Task prompt :: Repeat the material exactly as it appears.

Provided records ::
--- --- ---

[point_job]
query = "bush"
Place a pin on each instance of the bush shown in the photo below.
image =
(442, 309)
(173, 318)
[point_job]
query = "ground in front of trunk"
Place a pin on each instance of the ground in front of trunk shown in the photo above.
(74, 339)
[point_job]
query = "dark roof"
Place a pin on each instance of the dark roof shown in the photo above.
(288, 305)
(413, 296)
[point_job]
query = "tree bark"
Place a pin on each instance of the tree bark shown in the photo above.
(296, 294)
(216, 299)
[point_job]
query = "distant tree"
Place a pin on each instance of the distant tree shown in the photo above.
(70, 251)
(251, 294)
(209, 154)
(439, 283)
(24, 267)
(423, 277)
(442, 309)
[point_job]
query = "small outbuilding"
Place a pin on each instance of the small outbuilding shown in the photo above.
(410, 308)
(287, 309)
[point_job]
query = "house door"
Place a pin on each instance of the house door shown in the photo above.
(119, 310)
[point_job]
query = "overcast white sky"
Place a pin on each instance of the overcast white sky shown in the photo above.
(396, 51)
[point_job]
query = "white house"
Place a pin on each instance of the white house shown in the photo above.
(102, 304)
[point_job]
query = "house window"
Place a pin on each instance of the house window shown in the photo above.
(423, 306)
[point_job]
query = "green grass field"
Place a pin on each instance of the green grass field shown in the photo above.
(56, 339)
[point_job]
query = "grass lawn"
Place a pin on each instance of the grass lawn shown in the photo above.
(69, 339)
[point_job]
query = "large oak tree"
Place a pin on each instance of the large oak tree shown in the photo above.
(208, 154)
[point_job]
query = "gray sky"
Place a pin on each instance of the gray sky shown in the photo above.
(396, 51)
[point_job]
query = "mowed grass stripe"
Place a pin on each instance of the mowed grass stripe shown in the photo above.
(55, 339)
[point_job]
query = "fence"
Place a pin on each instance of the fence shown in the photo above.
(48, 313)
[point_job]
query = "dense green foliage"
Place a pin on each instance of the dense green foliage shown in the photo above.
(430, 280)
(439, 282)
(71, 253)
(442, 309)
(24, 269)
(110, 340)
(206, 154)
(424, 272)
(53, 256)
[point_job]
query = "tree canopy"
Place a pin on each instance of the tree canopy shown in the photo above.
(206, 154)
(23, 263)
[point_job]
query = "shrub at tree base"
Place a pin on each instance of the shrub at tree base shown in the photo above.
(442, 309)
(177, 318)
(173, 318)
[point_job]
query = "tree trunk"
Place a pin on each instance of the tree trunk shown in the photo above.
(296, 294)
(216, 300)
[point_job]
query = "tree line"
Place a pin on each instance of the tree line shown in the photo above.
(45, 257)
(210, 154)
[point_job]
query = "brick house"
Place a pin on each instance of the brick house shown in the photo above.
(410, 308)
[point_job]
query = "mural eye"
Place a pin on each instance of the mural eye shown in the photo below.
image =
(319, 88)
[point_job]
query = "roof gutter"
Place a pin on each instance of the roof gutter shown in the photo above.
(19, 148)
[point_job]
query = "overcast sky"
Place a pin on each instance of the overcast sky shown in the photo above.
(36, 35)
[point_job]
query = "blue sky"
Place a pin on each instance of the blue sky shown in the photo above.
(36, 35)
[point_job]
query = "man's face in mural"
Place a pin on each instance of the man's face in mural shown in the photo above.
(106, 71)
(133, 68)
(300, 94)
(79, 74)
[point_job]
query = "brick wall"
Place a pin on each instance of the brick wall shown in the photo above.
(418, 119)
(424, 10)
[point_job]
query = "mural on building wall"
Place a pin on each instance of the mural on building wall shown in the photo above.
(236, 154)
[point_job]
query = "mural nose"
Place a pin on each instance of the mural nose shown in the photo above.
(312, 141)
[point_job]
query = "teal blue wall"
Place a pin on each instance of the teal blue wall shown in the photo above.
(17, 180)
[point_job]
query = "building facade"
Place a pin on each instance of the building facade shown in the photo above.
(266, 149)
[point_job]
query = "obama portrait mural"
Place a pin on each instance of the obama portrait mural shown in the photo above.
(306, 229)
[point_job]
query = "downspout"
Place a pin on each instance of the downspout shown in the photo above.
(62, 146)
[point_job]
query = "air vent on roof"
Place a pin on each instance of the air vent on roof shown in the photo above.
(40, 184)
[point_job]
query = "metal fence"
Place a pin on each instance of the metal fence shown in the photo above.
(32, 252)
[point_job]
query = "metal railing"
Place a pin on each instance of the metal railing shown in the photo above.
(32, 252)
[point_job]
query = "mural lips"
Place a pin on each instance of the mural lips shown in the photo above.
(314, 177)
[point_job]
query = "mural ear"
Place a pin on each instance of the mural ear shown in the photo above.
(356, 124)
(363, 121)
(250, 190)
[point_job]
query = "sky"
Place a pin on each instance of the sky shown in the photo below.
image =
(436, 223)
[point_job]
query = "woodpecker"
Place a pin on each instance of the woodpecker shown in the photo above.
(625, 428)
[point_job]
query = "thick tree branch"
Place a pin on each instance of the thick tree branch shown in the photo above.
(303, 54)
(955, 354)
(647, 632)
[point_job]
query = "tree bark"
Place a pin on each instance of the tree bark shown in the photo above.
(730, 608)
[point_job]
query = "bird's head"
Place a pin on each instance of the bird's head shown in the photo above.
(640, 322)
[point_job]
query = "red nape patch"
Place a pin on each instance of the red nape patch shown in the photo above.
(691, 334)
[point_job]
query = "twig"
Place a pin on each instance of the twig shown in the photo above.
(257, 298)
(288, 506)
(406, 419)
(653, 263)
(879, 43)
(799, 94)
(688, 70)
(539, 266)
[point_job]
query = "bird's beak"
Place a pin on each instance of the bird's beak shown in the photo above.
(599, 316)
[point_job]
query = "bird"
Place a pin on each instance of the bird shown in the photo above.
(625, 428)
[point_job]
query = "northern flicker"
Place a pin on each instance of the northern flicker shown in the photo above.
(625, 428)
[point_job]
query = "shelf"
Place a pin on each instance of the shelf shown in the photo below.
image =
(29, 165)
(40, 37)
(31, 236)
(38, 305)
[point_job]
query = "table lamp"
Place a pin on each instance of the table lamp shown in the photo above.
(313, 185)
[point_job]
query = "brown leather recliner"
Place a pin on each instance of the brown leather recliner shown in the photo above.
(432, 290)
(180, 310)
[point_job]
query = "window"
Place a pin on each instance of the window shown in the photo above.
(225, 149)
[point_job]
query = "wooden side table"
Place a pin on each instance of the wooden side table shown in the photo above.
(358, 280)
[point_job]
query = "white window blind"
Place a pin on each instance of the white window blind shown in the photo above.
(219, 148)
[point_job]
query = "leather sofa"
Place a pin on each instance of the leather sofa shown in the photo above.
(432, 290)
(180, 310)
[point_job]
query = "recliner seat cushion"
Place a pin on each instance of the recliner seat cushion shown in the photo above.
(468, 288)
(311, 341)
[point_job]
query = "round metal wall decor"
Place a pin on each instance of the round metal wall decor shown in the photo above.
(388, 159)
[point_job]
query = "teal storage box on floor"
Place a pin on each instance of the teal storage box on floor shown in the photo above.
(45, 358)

--- --- ---

The answer ::
[point_job]
query = "bush"
Place a pin on each instance of the bush shown in the photo below.
image =
(442, 309)
(173, 318)
[point_job]
query = "ground in front of trunk"
Place a pin on each instance of the ground in front of trunk shown in the photo above.
(74, 339)
[point_job]
query = "dark roof"
Place a pin on each instance of the dark roof shown in the photo above.
(288, 305)
(413, 296)
[point_job]
query = "tree bark"
Place a pin on each instance of the tree bark shown in the photo above.
(296, 294)
(216, 299)
[point_job]
query = "distant tree"
Place a pin on each instance of the distant tree shown in the photo above.
(70, 251)
(251, 294)
(209, 154)
(439, 283)
(24, 267)
(423, 277)
(442, 309)
[point_job]
query = "small outbuilding"
Place a pin on each instance of the small outbuilding shown in the photo above.
(410, 308)
(287, 309)
[point_job]
query = "house door"
Place a pin on each instance of the house door shown in the photo above.
(119, 310)
[point_job]
query = "overcast white sky"
Place a pin on each instance of the overcast white sky shown in the photo above.
(396, 51)
[point_job]
query = "white house"
Place a pin on each instance of the white house shown in the photo above.
(102, 304)
[point_job]
query = "house window"
Place a pin on each instance of the house window shown in the photo above.
(423, 306)
[point_job]
query = "green grass field"
Place a pin on each instance of the green grass field shown in the photo above.
(56, 339)
[point_job]
query = "grass lawn"
Place a pin on each instance of the grass lawn shown in the photo above.
(69, 339)
[point_job]
query = "large oak tree"
Place a pin on each instance of the large oak tree shown in the photo above.
(208, 154)
[point_job]
query = "gray sky"
Place a pin on each instance of the gray sky shown in the photo above.
(396, 51)
[point_job]
query = "mowed grass stripe"
Place a pin on each instance of the mowed grass stripe shown in the photo above.
(55, 339)
[point_job]
query = "fence"
Place a pin on each instance of the fence shown in the photo above.
(48, 313)
[point_job]
query = "dense green foliage"
Place a pin on each instance of the dense green foliage shown in the photo above.
(430, 280)
(439, 282)
(71, 253)
(442, 309)
(24, 269)
(110, 340)
(206, 154)
(424, 272)
(53, 256)
[point_job]
query = "tree canopy"
Place a pin on each instance of the tree canopy shown in the photo above.
(206, 154)
(23, 263)
[point_job]
query = "shrub at tree base"
Place a pin on each instance of the shrub at tree base shown in the photo above.
(442, 309)
(177, 318)
(173, 318)
[point_job]
query = "tree trunk"
Place a pin on each instance of the tree trunk shown in the photo above.
(296, 294)
(216, 300)
[point_job]
query = "tree line"
Place a pin on each instance of the tree line shown in the photo above.
(45, 257)
(210, 154)
[point_job]
query = "brick house"
Place a pin on each instance of the brick house shown in the photo above.
(410, 308)
[point_job]
query = "mural eye"
Place a pin on each instance of the mural eye shown in the photo below.
image =
(319, 88)
[point_job]
query = "roof gutter"
Place a pin on each instance of the roof gutter shown in the photo above.
(19, 148)
[point_job]
query = "overcast sky"
Place a pin on each instance of the overcast sky shown in the photo above.
(36, 35)
[point_job]
query = "blue sky"
Place a pin on each instance of the blue sky shown in the photo above.
(36, 35)
[point_job]
query = "man's face in mural"
Place a pin on each instance of the man's face in mural shown in the photo above.
(106, 71)
(133, 68)
(300, 94)
(79, 74)
[point_job]
query = "brick wall"
Place a pin on each instance of the brick wall shown in the photo above.
(418, 119)
(424, 10)
[point_job]
query = "mural on building wall"
Place a pin on each instance of the mural on building wall shown in the photo above.
(236, 154)
[point_job]
query = "mural nose"
Place a pin on each instance of the mural nose shown in the photo above.
(312, 141)
[point_job]
query = "teal blue wall"
Place a pin on each instance of the teal blue wall shown in the photo above.
(17, 180)
[point_job]
query = "building facade"
Place a pin on each instance of the building facade shown in the photo above.
(266, 149)
[point_job]
query = "obama portrait mural"
Place a pin on each instance of the obama portrait mural shown in the photo above.
(306, 229)
[point_job]
query = "downspout"
Place a pin on each instance of the downspout shown in the photo above.
(62, 146)
[point_job]
query = "air vent on roof"
Place a pin on each instance of the air vent on roof shown in the photo above.
(40, 184)
[point_job]
query = "metal fence"
Place a pin on each instance of the metal fence shown in the photo above.
(32, 252)
[point_job]
query = "metal railing"
Place a pin on each instance of the metal railing shown in the photo above.
(32, 252)
[point_job]
query = "mural lips"
Place a pin on each instance of the mural lips shown in the photo above.
(314, 177)
[point_job]
query = "mural ear"
Place a pin on each instance of the mural ear shown in the photo above.
(356, 124)
(363, 121)
(250, 190)
[point_job]
query = "sky"
Place a pin on each instance of the sky shown in the photo below.
image =
(436, 223)
[point_job]
query = "woodpecker"
Place a pin on each instance of the woodpecker shown in the photo above.
(625, 428)
[point_job]
query = "thick tree branch"
Place a pin on each instance of the thick tree branch shown in the photo above.
(303, 54)
(955, 354)
(647, 632)
[point_job]
query = "tree bark"
Place a pin on each instance of the tree bark shown in the photo above.
(730, 608)
[point_job]
query = "bird's head"
Place a pin on each instance of the bird's head shown in the photo above.
(640, 322)
[point_job]
query = "red nape patch"
Place a pin on each instance of the red nape patch shown in the photo above.
(691, 334)
[point_job]
query = "twig"
Place a pin on each instance of the twig shown in the photo above.
(257, 298)
(288, 506)
(406, 419)
(653, 263)
(879, 43)
(799, 94)
(688, 70)
(539, 266)
[point_job]
query = "bird's beak"
Place a pin on each instance of the bird's beak shown in the photo above.
(599, 316)
[point_job]
query = "bird"
Place a pin on each instance of the bird shown in the photo above.
(625, 428)
[point_job]
query = "northern flicker"
Place a pin on each instance of the northern flicker shown in the photo above.
(625, 428)
[point_job]
query = "shelf"
Place a pin on each instance of the shelf shown in the photo below.
image =
(29, 165)
(40, 37)
(31, 236)
(38, 305)
[point_job]
query = "table lamp"
Place a pin on each instance of the table lamp shown in the photo above.
(313, 185)
[point_job]
query = "brown leather recliner"
Place a pin on each instance of the brown leather recliner shown in the photo above.
(432, 290)
(180, 310)
[point_job]
query = "window"
Place a pin on each instance of the window shown in the photo above.
(225, 149)
[point_job]
query = "wooden side table"
Place a pin on each instance of the wooden side table shown in the photo above.
(358, 280)
[point_job]
query = "white window blind"
Place a pin on each instance of the white window blind shown in the photo above.
(219, 148)
[point_job]
query = "leather sofa"
Place a pin on each instance of the leather sofa shown in the photo above.
(432, 290)
(180, 310)
[point_job]
query = "recliner seat cushion"
Place a pin on each instance of the recliner seat cushion shown in the photo above.
(468, 288)
(311, 341)
[point_job]
query = "round metal wall decor"
Place a pin on each instance of the round metal wall decor shown in the photo above.
(388, 159)
[point_job]
query = "teal storage box on floor"
Place a pin on each instance of the teal storage box on floor shown in the photo above.
(45, 358)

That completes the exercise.